» **Task objective**
Collect each line in the records below that contains the string "dirt", and copy those lines in the order they appear.

>> Begin

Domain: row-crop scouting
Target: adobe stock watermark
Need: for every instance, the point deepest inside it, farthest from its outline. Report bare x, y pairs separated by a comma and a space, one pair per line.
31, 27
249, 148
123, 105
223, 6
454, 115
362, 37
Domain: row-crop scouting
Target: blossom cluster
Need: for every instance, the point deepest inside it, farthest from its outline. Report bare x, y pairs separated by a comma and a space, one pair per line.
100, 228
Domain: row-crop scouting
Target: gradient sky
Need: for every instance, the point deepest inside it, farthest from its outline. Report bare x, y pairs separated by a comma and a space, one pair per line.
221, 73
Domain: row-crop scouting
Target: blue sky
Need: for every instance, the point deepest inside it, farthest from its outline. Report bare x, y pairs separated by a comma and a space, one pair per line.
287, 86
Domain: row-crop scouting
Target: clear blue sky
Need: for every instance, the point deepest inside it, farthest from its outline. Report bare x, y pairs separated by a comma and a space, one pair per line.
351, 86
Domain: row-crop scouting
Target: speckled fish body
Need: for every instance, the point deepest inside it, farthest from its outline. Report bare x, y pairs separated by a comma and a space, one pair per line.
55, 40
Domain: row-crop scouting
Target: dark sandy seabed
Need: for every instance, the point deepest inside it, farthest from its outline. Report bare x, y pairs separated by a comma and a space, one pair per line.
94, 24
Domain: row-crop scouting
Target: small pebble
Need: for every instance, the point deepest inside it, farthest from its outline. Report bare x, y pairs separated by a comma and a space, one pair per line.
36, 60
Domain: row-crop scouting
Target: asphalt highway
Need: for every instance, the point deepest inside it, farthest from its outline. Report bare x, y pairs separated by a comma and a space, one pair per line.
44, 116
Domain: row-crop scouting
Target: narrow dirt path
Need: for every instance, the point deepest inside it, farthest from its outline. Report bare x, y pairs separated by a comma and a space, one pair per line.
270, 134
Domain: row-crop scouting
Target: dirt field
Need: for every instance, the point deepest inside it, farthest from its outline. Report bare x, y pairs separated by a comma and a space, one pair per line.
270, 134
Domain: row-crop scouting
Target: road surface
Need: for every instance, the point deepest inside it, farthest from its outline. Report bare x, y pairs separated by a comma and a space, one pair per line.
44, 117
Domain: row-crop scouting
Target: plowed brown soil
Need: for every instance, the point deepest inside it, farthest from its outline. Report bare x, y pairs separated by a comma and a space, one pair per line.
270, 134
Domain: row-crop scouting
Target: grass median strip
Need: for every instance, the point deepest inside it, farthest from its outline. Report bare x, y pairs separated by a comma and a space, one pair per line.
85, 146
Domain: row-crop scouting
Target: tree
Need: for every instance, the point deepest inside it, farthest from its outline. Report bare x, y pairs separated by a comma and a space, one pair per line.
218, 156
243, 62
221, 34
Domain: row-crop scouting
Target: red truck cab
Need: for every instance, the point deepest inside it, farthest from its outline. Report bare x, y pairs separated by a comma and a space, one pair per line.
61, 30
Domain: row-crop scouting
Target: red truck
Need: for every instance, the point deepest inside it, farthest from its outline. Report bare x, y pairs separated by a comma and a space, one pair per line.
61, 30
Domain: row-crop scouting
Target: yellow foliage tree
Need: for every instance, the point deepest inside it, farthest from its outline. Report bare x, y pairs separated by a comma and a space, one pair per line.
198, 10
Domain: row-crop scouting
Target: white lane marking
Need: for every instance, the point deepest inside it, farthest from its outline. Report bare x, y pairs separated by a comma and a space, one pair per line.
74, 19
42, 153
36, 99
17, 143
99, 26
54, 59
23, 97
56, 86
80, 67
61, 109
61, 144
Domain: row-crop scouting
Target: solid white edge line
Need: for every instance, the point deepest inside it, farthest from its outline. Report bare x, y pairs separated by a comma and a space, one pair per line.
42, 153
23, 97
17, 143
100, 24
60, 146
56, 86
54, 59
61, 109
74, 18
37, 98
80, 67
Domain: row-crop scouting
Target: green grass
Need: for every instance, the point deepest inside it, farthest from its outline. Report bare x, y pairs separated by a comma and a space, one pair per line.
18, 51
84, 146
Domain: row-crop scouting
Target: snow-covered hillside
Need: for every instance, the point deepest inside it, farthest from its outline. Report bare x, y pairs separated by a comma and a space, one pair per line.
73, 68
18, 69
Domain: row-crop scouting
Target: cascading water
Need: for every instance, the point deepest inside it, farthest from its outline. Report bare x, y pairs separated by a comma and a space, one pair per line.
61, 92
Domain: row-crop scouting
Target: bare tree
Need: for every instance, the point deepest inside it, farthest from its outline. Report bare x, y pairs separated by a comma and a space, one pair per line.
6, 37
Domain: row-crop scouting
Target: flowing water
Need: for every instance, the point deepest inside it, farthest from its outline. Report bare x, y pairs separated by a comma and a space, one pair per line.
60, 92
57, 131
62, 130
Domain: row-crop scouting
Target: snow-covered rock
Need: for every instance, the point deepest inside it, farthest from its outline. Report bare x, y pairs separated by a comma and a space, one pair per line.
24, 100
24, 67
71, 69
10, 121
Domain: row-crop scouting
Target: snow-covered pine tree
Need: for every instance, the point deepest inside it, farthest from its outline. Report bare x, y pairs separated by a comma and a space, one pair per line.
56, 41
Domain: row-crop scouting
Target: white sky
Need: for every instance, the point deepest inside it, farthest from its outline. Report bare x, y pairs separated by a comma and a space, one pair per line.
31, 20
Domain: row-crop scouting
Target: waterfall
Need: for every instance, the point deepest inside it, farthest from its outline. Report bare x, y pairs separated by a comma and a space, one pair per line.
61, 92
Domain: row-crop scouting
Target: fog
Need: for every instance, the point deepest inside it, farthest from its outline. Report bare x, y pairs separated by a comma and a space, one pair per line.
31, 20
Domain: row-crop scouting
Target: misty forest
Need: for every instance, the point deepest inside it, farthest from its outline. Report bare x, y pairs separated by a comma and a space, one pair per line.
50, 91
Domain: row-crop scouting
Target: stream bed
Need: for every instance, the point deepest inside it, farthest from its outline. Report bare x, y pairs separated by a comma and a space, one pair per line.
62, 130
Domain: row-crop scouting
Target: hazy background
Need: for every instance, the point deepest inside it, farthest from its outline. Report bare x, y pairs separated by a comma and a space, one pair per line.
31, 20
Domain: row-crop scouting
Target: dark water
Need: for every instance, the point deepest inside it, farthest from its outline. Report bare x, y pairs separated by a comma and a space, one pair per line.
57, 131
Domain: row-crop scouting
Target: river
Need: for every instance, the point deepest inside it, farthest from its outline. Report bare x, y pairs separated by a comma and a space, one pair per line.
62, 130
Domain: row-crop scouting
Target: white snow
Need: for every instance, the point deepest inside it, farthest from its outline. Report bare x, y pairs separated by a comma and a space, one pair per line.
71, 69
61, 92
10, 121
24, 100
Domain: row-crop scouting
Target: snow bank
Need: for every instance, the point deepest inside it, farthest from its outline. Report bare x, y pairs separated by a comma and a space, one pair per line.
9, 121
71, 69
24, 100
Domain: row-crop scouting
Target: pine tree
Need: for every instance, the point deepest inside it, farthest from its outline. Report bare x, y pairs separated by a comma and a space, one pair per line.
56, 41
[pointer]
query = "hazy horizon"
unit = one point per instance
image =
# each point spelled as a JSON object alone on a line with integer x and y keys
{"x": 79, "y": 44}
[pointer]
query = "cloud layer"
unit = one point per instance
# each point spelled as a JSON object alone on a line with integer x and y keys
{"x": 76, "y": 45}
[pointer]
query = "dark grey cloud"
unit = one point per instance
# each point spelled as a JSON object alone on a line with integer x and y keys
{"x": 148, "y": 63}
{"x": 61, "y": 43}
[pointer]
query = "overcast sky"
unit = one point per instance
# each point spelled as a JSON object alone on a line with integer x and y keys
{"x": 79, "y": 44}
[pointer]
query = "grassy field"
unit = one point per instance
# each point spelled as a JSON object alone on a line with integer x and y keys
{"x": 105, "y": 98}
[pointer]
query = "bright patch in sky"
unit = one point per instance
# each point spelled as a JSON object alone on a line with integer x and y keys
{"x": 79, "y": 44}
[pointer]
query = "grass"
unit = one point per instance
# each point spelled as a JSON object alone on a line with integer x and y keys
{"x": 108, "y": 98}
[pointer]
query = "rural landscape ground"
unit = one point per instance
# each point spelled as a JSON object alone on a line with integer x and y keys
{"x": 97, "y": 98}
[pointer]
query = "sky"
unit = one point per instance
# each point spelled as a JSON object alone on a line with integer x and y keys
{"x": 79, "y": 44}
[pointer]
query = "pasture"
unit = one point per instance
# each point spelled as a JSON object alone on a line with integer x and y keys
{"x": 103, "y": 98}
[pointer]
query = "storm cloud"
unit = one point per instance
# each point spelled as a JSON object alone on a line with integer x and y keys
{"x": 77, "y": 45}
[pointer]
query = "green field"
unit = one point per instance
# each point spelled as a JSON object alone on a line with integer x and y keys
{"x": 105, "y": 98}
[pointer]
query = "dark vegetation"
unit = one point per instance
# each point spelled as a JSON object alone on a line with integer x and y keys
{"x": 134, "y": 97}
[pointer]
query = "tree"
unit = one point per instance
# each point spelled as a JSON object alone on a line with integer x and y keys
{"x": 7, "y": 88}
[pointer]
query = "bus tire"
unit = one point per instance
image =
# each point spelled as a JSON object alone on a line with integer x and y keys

>> End

» **Response to the task**
Target: narrow dirt path
Target: dirt field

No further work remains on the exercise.